── Material for this task ──
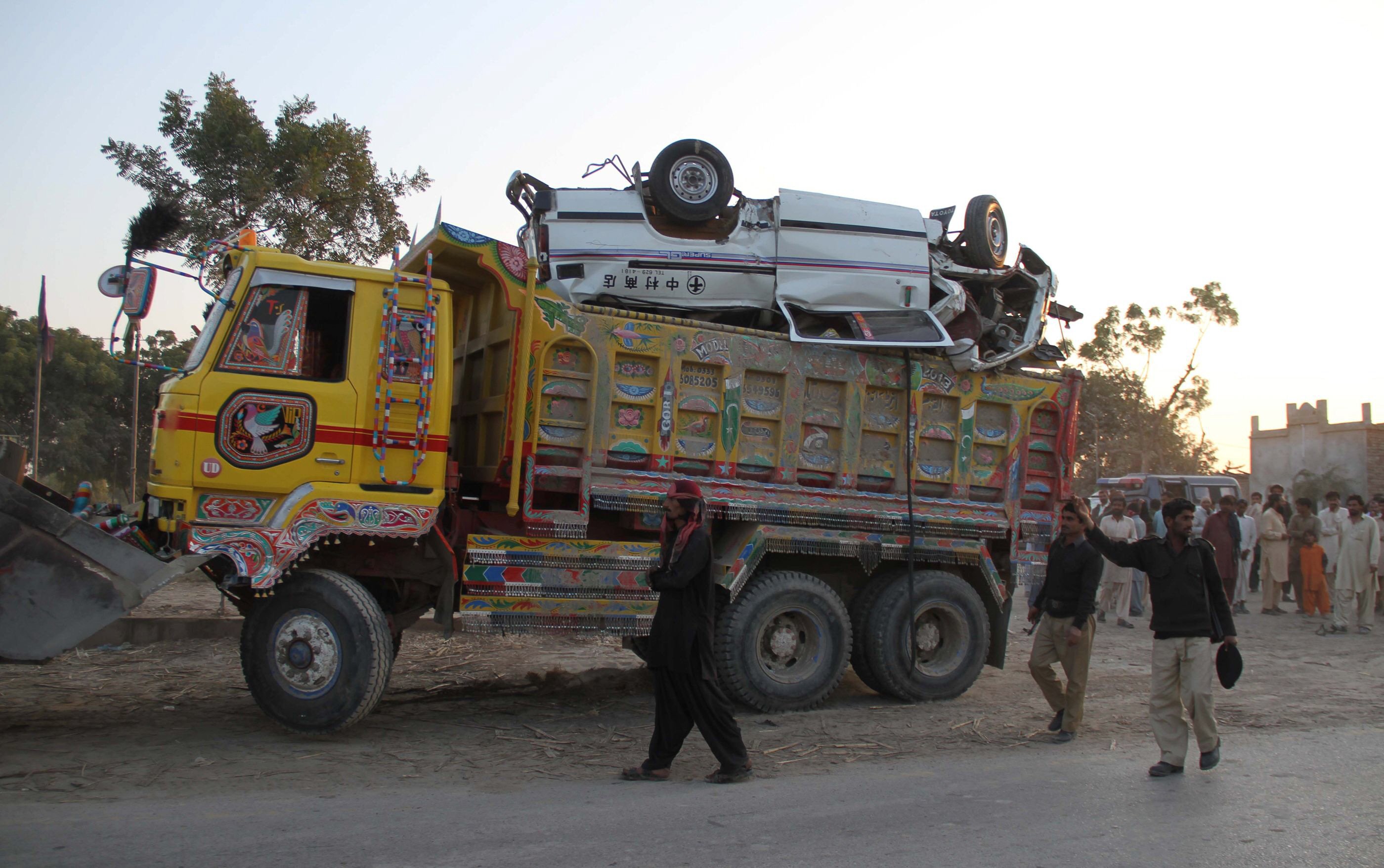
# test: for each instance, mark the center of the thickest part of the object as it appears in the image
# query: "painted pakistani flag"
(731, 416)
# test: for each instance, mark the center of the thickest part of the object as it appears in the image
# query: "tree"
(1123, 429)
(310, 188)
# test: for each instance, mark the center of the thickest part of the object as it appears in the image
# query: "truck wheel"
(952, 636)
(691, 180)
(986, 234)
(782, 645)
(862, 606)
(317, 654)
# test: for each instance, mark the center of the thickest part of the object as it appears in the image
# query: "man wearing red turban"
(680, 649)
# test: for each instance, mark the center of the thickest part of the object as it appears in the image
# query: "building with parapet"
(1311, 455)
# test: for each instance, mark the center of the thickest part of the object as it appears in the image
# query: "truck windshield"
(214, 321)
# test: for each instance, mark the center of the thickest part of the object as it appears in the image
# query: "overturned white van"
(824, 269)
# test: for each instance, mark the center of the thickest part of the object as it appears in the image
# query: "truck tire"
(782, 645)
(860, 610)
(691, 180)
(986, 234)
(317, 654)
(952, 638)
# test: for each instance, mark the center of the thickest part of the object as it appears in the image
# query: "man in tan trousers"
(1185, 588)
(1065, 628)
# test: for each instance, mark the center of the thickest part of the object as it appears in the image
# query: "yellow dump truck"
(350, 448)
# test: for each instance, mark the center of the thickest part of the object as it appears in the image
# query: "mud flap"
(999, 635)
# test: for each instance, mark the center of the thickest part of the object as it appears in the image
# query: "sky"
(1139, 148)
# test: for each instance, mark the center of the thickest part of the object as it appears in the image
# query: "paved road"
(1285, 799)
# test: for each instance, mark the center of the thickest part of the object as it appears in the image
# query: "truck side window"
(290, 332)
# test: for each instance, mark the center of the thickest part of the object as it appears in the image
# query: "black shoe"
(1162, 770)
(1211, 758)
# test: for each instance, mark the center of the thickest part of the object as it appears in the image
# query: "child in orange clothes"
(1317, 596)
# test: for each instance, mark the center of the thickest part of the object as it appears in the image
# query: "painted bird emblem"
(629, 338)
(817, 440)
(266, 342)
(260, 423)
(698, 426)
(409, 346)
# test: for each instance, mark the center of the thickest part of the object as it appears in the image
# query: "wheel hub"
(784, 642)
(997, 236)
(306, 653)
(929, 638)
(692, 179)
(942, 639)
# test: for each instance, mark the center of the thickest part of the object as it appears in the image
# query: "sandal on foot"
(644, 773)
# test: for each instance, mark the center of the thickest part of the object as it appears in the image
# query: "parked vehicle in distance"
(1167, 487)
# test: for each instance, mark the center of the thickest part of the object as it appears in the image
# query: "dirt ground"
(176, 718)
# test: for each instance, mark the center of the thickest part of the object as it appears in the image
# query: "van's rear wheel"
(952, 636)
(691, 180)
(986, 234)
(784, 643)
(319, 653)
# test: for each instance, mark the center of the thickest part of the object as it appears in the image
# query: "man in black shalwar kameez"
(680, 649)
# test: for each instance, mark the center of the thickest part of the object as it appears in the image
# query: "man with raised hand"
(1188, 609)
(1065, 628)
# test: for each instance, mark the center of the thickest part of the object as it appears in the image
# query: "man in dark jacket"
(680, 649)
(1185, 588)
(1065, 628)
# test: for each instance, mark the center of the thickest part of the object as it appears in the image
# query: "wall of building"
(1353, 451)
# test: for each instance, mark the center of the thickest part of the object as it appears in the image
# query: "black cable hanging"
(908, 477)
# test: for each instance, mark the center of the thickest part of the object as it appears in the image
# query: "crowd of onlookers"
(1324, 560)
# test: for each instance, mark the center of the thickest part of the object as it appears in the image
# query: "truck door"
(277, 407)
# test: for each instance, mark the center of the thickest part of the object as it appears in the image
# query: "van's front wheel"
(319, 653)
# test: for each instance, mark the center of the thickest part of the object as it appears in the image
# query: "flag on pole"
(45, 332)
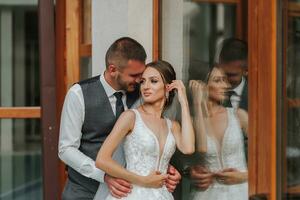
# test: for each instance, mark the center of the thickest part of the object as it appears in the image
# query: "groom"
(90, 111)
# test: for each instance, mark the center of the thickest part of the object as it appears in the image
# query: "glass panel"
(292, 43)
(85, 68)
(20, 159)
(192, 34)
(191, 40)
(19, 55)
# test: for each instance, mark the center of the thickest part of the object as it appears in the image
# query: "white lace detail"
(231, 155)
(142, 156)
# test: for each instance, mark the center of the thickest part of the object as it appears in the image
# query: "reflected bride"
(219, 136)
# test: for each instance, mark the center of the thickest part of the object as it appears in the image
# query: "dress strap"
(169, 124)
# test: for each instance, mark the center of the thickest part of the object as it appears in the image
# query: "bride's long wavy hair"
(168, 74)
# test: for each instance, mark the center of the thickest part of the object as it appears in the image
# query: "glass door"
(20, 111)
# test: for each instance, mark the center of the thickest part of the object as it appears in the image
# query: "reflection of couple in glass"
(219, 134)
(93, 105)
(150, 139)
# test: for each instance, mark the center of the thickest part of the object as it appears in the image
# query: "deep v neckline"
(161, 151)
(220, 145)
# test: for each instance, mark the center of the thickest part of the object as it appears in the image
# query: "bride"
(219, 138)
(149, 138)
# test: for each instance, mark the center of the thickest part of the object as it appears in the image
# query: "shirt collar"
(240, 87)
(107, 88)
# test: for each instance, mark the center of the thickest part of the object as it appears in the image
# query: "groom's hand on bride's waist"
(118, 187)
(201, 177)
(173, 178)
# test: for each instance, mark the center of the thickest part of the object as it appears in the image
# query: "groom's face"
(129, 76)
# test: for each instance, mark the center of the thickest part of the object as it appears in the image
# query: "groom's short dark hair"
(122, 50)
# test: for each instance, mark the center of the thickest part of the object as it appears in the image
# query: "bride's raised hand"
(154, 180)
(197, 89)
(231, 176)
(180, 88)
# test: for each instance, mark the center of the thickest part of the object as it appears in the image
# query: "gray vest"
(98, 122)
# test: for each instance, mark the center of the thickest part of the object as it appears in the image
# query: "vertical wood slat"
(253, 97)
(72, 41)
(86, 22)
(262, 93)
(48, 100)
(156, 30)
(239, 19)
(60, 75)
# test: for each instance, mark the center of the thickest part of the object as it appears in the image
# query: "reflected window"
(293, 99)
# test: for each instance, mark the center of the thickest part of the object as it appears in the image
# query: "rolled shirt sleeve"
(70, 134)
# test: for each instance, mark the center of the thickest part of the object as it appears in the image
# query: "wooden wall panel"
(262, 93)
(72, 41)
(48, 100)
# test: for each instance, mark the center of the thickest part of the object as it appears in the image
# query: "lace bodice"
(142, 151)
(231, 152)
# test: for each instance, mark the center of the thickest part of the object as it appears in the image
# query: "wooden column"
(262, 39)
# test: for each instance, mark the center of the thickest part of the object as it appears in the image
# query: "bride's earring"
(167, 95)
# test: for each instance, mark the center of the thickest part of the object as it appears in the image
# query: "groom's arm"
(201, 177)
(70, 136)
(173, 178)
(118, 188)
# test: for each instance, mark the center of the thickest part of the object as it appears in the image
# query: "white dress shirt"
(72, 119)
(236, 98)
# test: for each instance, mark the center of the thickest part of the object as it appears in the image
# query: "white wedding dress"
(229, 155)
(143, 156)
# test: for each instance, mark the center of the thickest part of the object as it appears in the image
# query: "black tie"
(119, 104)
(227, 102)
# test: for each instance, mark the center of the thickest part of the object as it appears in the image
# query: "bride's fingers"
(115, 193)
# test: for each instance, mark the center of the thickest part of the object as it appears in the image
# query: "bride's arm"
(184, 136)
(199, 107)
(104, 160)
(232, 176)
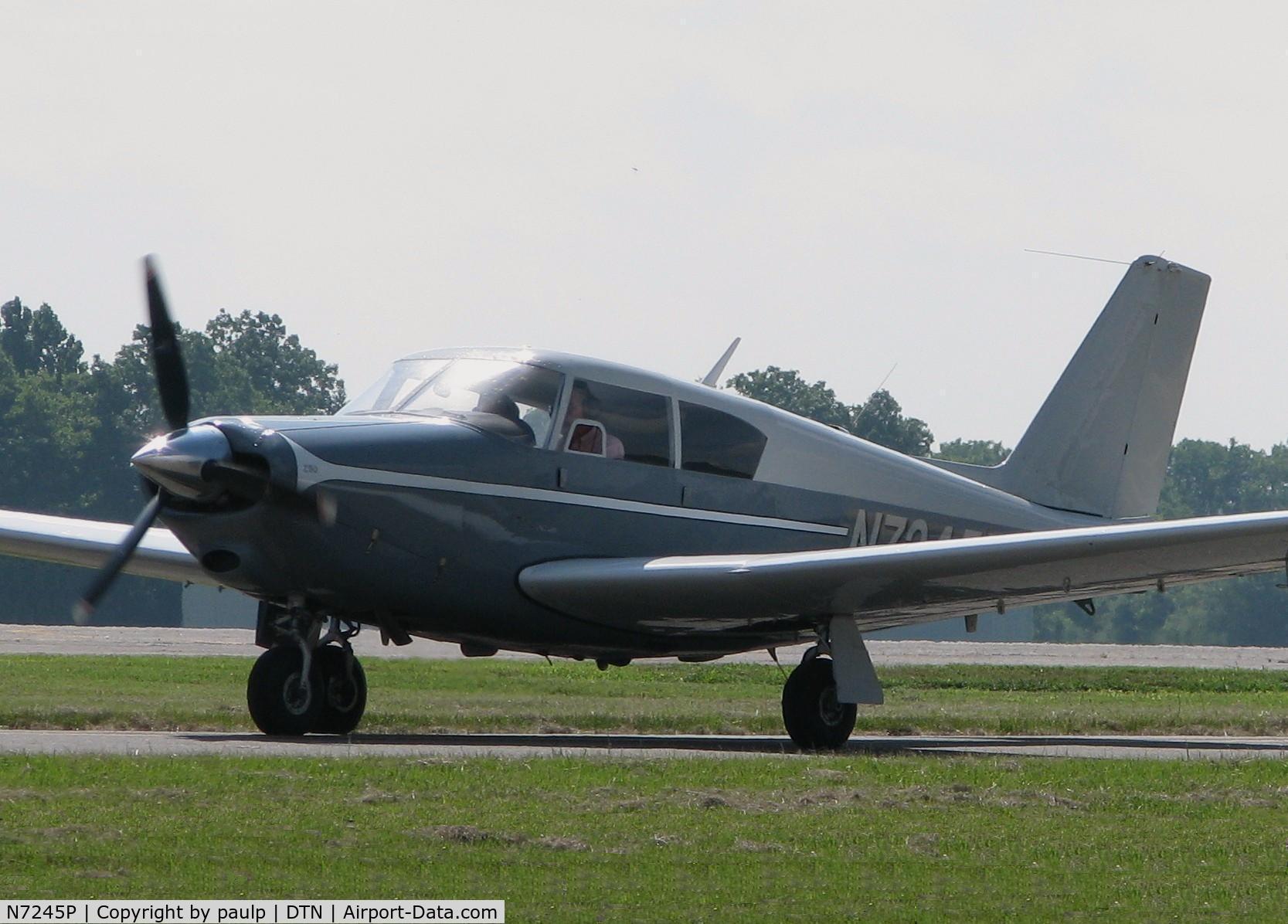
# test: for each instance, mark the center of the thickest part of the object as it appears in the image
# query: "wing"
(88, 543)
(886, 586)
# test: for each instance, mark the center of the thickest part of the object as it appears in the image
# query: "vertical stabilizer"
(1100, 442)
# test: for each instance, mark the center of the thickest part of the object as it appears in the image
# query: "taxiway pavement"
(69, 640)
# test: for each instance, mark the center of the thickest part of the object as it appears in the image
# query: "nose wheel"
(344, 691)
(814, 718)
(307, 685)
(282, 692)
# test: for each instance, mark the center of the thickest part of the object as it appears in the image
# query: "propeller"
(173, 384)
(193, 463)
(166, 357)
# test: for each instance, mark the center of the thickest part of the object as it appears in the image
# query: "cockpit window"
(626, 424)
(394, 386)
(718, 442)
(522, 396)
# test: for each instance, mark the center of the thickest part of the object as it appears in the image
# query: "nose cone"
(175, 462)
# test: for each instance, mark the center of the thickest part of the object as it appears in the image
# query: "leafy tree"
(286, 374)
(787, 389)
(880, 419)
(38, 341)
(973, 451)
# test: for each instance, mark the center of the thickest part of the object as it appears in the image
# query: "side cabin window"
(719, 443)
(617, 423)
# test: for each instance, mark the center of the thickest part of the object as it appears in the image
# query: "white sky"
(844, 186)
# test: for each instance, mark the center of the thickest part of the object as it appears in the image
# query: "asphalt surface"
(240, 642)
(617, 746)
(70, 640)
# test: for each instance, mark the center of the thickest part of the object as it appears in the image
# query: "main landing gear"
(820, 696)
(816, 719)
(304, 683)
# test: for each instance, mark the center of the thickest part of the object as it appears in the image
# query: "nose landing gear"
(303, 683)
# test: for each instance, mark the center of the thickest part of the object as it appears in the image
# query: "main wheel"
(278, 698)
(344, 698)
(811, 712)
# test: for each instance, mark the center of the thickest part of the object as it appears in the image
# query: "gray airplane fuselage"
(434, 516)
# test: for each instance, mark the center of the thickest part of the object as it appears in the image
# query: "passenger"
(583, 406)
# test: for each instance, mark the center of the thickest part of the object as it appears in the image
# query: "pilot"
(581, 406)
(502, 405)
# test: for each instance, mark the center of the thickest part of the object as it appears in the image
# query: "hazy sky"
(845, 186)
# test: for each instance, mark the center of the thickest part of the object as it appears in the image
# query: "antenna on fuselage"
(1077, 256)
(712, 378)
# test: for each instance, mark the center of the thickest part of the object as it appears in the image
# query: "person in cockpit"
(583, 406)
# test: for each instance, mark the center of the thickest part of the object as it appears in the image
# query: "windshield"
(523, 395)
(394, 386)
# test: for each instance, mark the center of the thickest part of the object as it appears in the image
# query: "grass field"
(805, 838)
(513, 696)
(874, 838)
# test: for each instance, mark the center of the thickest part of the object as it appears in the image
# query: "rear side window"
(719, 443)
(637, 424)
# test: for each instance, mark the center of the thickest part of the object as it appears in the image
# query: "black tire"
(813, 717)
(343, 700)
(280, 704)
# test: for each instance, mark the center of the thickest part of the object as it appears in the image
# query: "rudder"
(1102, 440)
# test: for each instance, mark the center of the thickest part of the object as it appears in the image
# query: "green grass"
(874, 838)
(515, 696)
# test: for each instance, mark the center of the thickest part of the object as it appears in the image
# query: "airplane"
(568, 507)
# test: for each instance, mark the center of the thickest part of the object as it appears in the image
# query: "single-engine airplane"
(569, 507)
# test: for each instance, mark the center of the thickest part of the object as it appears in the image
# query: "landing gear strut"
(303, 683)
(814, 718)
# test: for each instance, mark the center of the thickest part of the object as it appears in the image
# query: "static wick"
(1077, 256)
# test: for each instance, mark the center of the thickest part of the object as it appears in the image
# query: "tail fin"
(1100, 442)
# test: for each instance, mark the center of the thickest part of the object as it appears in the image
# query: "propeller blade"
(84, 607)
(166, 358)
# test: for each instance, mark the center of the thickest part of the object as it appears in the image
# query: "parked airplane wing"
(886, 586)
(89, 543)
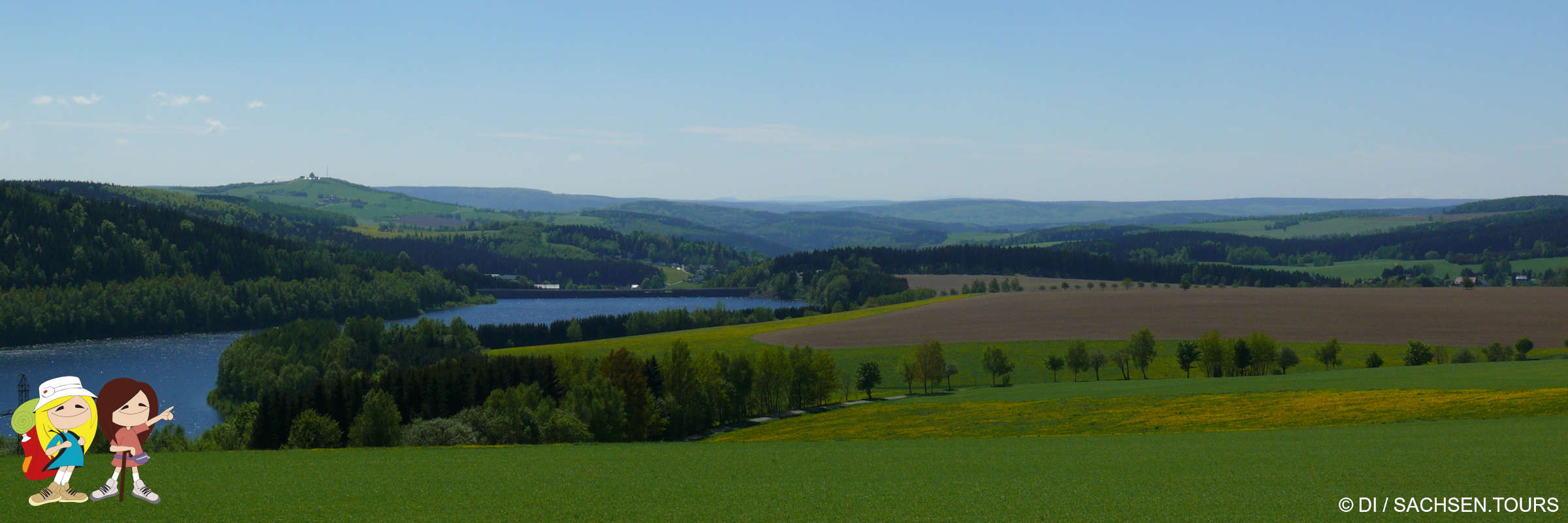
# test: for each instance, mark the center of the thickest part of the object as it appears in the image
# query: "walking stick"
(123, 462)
───
• **Goal**: Extract each line in the entries above that contains the string "raised".

• **Solution to this problem**:
# query: "man with raised hand"
# query: "bride's raised hand"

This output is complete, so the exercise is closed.